> [Exercise]: Reproduce all of the data exactly.

> [Supplied data]:
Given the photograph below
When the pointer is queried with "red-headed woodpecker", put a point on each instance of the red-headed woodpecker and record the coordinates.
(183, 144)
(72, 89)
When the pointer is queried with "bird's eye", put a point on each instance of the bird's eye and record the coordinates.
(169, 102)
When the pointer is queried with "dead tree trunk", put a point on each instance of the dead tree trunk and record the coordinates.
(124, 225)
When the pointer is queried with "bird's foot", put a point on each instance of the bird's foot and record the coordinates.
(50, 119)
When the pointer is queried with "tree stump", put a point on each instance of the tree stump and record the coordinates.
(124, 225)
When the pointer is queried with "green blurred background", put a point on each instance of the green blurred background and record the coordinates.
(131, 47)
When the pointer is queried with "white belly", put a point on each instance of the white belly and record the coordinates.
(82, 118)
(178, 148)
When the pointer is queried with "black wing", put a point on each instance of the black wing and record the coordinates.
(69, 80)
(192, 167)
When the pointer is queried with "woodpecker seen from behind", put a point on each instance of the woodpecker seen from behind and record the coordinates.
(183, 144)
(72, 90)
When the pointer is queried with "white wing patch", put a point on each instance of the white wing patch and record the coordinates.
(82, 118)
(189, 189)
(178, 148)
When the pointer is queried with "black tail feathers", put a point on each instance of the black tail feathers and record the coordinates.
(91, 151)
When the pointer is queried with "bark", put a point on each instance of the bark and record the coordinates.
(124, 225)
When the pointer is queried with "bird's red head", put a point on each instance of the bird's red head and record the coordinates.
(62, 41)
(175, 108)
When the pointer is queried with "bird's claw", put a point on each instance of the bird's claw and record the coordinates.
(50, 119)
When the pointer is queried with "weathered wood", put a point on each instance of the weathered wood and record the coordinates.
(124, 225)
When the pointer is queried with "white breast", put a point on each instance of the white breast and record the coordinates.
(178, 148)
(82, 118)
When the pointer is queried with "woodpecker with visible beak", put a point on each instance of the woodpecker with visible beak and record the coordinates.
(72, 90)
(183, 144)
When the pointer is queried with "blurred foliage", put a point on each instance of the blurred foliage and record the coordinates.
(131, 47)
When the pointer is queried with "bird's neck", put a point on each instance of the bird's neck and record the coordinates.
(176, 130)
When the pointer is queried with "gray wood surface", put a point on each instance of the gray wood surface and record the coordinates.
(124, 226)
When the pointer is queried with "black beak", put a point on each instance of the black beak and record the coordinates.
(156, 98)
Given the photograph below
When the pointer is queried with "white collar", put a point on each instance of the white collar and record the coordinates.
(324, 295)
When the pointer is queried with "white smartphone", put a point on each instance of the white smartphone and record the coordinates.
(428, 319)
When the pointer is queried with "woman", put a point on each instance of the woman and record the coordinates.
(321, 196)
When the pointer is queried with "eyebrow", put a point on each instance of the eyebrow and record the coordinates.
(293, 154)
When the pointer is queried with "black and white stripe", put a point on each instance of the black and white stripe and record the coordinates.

> [Problem solution]:
Given the photograph below
When the pointer is queried with "red-headed woodpecker", put a point on each instance of the red-headed woodpecker and record the coordinates.
(183, 144)
(72, 89)
When the pointer is queried with "bird's eye", put a point on each instance of the bird's eye and record the coordinates.
(169, 102)
When the pointer is queried with "dead tree trunk", put a point on each instance of the dead tree trunk and record the coordinates.
(124, 225)
When the pointer is queried with "bird's foot", put a point on each instance of the bird's foot and record the coordinates.
(50, 119)
When the pointer is queried with "tree stump", put a point on each instance of the tree stump and record the coordinates.
(124, 225)
When the pointer is queried with "green blurred background", put a point on each instance of the green blurred background and record the coordinates.
(131, 47)
When the pointer is queried with "white belly", put a point on each instance of the white belly and record the coordinates.
(82, 118)
(178, 148)
When the pointer is queried with "black wing", put a point on each instance of the black wing and record the coordinates.
(69, 80)
(192, 167)
When the pointer is queried with "woodpecker seen from behind", put a point on each instance of the woodpecker seen from behind and record the coordinates.
(183, 144)
(72, 90)
When the pointer is queried with "white wing patch", put a point on each instance of the white wing patch and record the coordinates.
(82, 118)
(189, 189)
(178, 148)
When the pointer is queried with "black tail feathers", put a point on each instance of the black tail feathers and record the coordinates.
(91, 151)
When the pointer is queried with "bark", put a point on each instance of the bark and record the coordinates.
(124, 225)
When the pointer is queried with "bird's red head", put a point on each instance of the bird's red head and record the coordinates.
(62, 41)
(175, 108)
When the pointer is queried with "bird's claw", put a point on each instance of the bird's claw and record the coordinates.
(50, 119)
When the pointer is queried with "weathered wood", put a point on each instance of the weathered wood and record the coordinates.
(124, 225)
When the pointer is queried with "white breast", put a point on each instance of the white breast and record the coordinates.
(178, 148)
(82, 118)
When the pointer is queried with "woodpecker with visible beak", put a point on each instance of the woodpecker with visible beak and record the coordinates.
(72, 90)
(183, 144)
When the pointer is queried with "blurred foliage", put a point on each instance of the blurred foliage and record the coordinates.
(131, 47)
When the pointer is queried with "bird's neck", put a point on each instance of the bird's neck and record the coordinates.
(176, 130)
When the pointer is queried with "gray wood surface", put a point on each instance of the gray wood surface and record the coordinates.
(124, 226)
When the pointer is queried with "black beak", put a point on each instance of the black beak and record the coordinates.
(156, 98)
Given the photograph below
When the pointer is queried with "white collar", put a point on each instance of the white collar and record the coordinates.
(324, 295)
When the pointer is queried with "white smartphone", put a point on each instance of the white smartphone and record the coordinates.
(428, 319)
When the pointer is queried with "woman", put a point on each instance of the woman and record the coordinates.
(321, 196)
When the pointer is queried with "eyebrow", put a point on each instance of the eyebrow and record the coordinates.
(293, 154)
When the pointer is queried with "black and white stripe", put a point on each instance of the black and white stripe and record the coordinates.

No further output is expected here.